» **WHAT YOU SHOULD DO**: Locate each line in the records containing "below". Copy it.

(Records drawn from a dataset)

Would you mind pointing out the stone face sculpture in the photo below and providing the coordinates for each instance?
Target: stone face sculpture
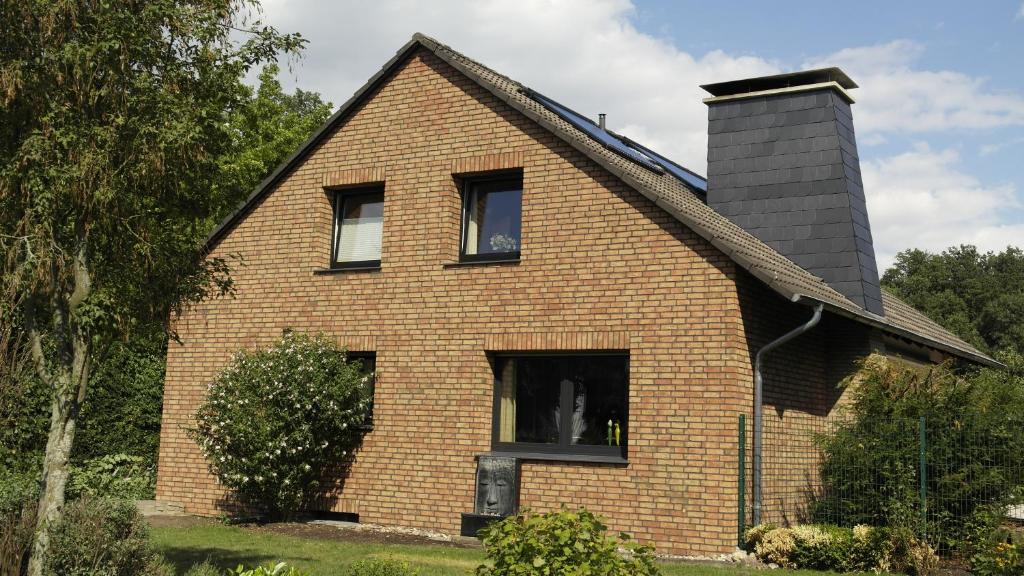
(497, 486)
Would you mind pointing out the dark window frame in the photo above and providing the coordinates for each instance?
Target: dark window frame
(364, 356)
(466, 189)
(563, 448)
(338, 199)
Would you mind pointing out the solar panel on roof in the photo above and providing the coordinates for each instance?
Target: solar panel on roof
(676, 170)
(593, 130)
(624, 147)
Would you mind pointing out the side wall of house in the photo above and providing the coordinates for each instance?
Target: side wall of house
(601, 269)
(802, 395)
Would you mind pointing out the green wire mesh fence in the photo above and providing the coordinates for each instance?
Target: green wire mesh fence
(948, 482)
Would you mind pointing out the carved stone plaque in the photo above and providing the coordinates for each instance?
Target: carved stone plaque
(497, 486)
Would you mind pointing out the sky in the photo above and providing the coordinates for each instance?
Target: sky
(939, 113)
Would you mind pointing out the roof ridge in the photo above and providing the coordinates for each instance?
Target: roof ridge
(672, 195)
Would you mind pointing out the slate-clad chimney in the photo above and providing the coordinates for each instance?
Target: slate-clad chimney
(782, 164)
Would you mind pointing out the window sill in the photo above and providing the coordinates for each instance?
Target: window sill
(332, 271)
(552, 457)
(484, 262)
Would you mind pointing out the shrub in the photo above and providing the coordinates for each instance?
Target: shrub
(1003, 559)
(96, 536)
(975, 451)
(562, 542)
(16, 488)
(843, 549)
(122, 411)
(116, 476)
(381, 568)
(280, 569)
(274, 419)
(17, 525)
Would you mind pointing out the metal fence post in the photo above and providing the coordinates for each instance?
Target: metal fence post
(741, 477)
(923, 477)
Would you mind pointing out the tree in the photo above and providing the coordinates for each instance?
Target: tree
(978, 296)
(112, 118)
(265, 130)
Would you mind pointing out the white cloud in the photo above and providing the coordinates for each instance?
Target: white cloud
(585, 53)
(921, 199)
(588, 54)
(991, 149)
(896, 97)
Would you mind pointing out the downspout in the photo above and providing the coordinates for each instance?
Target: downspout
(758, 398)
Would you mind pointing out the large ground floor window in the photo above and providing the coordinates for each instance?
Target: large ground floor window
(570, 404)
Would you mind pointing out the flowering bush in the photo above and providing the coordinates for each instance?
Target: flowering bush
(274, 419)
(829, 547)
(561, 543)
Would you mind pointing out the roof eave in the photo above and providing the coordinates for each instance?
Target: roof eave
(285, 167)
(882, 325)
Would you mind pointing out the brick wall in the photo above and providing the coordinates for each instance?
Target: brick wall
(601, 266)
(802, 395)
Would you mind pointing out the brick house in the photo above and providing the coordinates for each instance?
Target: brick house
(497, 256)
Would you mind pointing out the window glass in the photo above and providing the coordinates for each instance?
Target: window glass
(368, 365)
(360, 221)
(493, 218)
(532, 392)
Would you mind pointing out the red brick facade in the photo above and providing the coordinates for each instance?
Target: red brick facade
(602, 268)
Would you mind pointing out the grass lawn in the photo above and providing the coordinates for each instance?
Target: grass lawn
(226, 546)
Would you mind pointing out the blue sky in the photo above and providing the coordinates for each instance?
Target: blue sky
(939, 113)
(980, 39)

---

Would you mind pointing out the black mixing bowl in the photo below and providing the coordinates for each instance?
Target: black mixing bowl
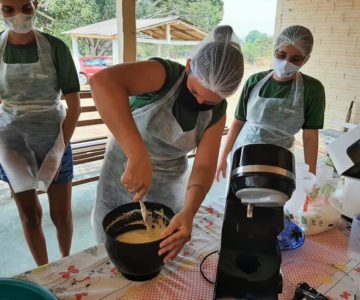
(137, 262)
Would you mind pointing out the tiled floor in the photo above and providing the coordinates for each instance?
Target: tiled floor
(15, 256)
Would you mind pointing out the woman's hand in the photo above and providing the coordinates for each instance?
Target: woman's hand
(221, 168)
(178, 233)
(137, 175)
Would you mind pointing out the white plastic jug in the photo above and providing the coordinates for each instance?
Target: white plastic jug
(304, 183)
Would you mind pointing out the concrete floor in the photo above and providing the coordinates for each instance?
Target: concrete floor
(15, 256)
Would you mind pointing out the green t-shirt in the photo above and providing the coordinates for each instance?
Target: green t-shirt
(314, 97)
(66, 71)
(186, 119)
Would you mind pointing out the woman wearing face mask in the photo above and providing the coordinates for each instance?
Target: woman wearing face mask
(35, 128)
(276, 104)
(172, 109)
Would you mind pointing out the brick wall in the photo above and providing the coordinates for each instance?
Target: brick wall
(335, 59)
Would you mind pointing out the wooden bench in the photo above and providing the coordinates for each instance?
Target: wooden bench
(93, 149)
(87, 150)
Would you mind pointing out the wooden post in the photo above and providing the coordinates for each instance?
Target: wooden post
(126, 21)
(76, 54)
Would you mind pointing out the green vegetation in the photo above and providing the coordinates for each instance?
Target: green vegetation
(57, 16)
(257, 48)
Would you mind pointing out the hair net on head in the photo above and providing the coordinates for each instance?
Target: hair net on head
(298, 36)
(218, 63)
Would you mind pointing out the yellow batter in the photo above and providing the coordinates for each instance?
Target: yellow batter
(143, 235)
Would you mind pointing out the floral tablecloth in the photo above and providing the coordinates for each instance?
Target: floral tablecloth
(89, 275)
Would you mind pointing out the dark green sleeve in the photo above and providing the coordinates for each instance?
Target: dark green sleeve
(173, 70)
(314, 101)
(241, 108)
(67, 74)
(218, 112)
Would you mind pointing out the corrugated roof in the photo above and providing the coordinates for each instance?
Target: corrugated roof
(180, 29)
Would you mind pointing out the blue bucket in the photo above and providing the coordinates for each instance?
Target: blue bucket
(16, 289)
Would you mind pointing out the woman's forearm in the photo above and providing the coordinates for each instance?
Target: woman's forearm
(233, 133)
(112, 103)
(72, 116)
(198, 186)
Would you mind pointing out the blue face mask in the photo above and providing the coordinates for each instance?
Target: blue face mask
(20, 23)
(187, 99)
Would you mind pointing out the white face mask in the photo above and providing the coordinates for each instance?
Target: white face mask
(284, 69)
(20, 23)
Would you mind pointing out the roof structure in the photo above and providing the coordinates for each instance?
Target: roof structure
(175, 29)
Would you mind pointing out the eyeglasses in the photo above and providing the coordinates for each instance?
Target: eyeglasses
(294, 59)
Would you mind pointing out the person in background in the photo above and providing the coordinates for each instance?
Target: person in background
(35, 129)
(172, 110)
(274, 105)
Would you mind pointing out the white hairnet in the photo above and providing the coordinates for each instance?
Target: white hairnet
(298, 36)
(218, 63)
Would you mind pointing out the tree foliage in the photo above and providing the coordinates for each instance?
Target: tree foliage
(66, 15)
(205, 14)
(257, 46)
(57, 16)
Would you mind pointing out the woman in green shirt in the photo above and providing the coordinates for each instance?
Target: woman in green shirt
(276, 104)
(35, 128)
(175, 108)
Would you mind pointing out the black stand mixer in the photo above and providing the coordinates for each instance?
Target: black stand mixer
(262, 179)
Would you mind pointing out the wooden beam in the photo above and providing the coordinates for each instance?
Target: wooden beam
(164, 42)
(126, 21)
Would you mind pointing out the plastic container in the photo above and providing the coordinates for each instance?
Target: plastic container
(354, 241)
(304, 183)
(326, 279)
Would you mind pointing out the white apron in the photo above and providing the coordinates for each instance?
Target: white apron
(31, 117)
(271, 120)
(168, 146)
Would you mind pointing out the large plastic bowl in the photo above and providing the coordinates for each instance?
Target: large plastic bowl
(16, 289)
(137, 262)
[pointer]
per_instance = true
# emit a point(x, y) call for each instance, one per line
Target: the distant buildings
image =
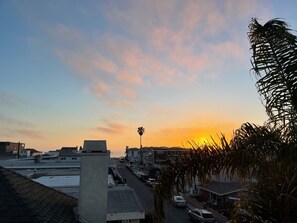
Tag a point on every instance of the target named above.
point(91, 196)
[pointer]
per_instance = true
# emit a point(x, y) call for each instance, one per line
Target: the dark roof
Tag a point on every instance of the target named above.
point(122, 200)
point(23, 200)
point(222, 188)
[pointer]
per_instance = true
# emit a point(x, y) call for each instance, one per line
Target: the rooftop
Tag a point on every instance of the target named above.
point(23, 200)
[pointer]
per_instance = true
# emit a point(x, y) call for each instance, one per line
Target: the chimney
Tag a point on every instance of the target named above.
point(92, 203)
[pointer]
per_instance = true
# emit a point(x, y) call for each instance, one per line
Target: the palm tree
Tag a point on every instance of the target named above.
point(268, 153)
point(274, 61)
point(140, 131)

» **YOUR SOLUTION**:
Would you mind pointing out the stone face sculpture in the photo below and providing the coordinates for each instance?
Would you mind pointing out the black mixing bowl in the photo below and providing the coordinates for each instance?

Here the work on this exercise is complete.